- [POTONGAN DOKUMEN]
--------------------------------

SOLOPOS.COM - Warga melintas di Kampung Ketandan Jogja. (Bernadheta Dian Saraswati/JIBI/Harian Jogja)

Tionghoa Jogja mengalami akulturasi, yang tampak di kawasan Ketandan

Harianjogja.com, JOGJA-Kampung Ketandan memiliki sejarah panjang terbangunnya hubungan antara masyarakat Tionghoa dan Jawa yang harmonis sejak ratusan tahun silam. Bangunan lama yang ada di kawasan pecinan ini menjadi saksi akulturasi dua budaya tersebut.

Promosi Ada BDSM di Kasus Pembunuhan Sadis Mahasiswa UMY

Revitalisasi yang dilakukan Pemkot Jogja untuk membangun kawasan China Town di kampung ini mulai dilakukan dengan memperbarui fasad-fasad bangunan yang ada.

Ketua RW 05 Ketandan, Kelurahan Ngupasan, Kecamatan Gondomanan, Tjundaka Prabawa mengatakan revitalisasi kampung ini sudah diinisiasi sejak tiga tahun lalu.

--------------------------------

- [INSTRUKSI TERTULIS] Tolong kembalikan teks tentang Kampung Ketandan di atas secara utuh, sama persis huruf demi huruf. Baris-baris setelah ini tidak perlu dipakai.

[Entri penunjukan dan pelabelan]
--------------------------------

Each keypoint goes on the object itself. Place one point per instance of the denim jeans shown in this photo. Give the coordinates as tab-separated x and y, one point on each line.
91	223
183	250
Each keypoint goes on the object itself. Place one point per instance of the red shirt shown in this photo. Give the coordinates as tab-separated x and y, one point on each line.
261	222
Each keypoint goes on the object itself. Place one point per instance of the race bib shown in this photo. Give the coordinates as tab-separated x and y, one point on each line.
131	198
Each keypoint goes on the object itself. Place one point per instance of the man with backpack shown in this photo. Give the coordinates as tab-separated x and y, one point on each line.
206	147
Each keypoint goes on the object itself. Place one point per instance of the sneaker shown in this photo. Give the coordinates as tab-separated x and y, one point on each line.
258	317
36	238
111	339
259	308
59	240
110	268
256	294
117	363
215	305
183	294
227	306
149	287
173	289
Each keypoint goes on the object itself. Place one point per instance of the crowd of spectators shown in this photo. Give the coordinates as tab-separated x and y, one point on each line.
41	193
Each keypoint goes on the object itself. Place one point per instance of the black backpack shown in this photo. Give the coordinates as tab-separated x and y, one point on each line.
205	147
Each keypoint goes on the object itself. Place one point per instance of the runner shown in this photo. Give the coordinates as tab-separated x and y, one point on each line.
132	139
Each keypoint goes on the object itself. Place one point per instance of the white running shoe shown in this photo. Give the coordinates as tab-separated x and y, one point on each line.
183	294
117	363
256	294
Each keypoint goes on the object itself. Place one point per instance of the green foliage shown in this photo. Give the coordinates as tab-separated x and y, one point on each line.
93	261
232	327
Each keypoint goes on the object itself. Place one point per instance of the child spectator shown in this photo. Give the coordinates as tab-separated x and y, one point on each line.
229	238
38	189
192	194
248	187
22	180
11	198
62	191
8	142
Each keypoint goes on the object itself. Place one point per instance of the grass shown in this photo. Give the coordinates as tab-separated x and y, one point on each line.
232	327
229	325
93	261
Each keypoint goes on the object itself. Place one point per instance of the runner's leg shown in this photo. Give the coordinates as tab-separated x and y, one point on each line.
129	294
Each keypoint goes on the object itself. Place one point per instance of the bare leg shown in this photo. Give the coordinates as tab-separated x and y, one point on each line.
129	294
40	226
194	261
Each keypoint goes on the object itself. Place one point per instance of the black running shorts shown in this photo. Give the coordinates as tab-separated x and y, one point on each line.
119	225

--------------------------------

- [JAWABAN AKHIR]
SOLOPOS.COM - Warga melintas di Kampung Ketandan Jogja. (Bernadheta Dian Saraswati/JIBI/Harian Jogja)

Tionghoa Jogja mengalami akulturasi, yang tampak di kawasan Ketandan

Harianjogja.com, JOGJA-Kampung Ketandan memiliki sejarah panjang terbangunnya hubungan antara masyarakat Tionghoa dan Jawa yang harmonis sejak ratusan tahun silam. Bangunan lama yang ada di kawasan pecinan ini menjadi saksi akulturasi dua budaya tersebut.

Promosi Ada BDSM di Kasus Pembunuhan Sadis Mahasiswa UMY

Revitalisasi yang dilakukan Pemkot Jogja untuk membangun kawasan China Town di kampung ini mulai dilakukan dengan memperbarui fasad-fasad bangunan yang ada.

Ketua RW 05 Ketandan, Kelurahan Ngupasan, Kecamatan Gondomanan, Tjundaka Prabawa mengatakan revitalisasi kampung ini sudah diinisiasi sejak tiga tahun lalu.